- Задание 1 -
Можете дословно повторить из отрывка о пребывании у Шолоховых ту часть, что открывается словами «Стало совсем темно.» и завершается словами «утки одинаково вкусны.»?

Долго и напряженно всматривались мы в небо, ждали уток. Кудашев был близоруким и заметить приближение уток на большом расстоянии не мог, эта миссия была возложена на меня. Договорились, как только я примечу черные движущиеся пятна, так предупрежу Кудашева – будь внимателен, летят утки. Наблюдатель из меня получился неважнецкий. Увидела я – что-то летит, оказались какие-то мелкие птахи. Пока препиралась с Кудашевым, откуда ни возьмись слева три утки. Бах-бах! – вдогонку, и все мимо. Михаил Александрович кричит: «Мазила!» С каждой минутой утки стали появляться чаще – и парами, и стайками, но пролетали либо высоко, либо далеко в стороне. И все же нам повезло: две утки вылетели прямо на нас, скрывавшихся за кустами. Кудашеву удалось подстрелить одну из них, и она упала в камыши. С Михаилом Александровичем была охотничья собака – сеттер, однако, сколько ни старался Кудашев заставить пса принести подстреленную им утку, она не повиновалась. А Михаил Александрович смеялся по этому поводу и кричал: «Возьми свою добычу сам!» Затем грянул выстрел, и мы увидели, как сеттер метнулся в озеро и тут же принес охотнику утку. Потом-таки по указанию хозяина собака принесла и нашу утку.

Стало совсем темно. Мария Петровна позвала: «Заканчивайте свою охоту, собираемся домой!»

На следующий день к обеду домашний повар Нюра приготовила

обеих уток с яблоками. Михаил Александрович за столом, как всегда, шутил. Уверял, что можно по вкусу определить, какую из уток подстрелил он, а какую – Кудашев, потому что кудашевская наверняка менее вкусна, долго лежала в озере и вымокла. Оказалось, однако, что обе утки одинаково вкусны.

Конец августа был жарким, и вода в Дону была теплой. Еще много раз все мы перебирались на ту сторону реки, на ровный, чистый песчаный пляж, купались, загорали, а Михаил Александрович и Василий Михайлович соревновались в заплывах.

Всему приходит конец, завершилось и наше пребывание в гостях у Шолоховых. Пора, как говорится, и честь знать, хватит отрывать хозяина от работы. Михаил Александрович поехал в Миллерово вместе с нами, у него там, как он сказал, были дела. В дороге он часто сменял за рулем водителя.

Но прежде чем отправиться в довольно долгий путь, по сложившейся традиции, проехав Базки, поднялись на взгорок, откуда хорошо видны и станица Вешенская, и излучина реки, и, распив бутылочку виноградного вина, попрощались с Доном.

Строки из коллекции
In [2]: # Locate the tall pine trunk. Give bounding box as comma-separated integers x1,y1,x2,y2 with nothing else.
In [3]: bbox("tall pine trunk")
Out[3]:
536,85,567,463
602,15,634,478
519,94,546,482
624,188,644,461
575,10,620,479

- Задание 2 -
Можете представить все строки из перечня выше в виде нумерованного списка, опустив пустые?

- Итоговый ответ 1 -
Стало совсем темно. Мария Петровна позвала: «Заканчивайте свою охоту, собираемся домой!»

На следующий день к обеду домашний повар Нюра приготовила

обеих уток с яблоками. Михаил Александрович за столом, как всегда, шутил. Уверял, что можно по вкусу определить, какую из уток подстрелил он, а какую – Кудашев, потому что кудашевская наверняка менее вкусна, долго лежала в озере и вымокла. Оказалось, однако, что обе утки одинаково вкусны.

- Итоговый ответ 2 -
1. In [2]: # Locate the tall pine trunk. Give bounding box as comma-separated integers x1,y1,x2,y2 with nothing else.
2. In [3]: bbox("tall pine trunk")
3. Out[3]:
4. 536,85,567,463
5. 602,15,634,478
6. 519,94,546,482
7. 624,188,644,461
8. 575,10,620,479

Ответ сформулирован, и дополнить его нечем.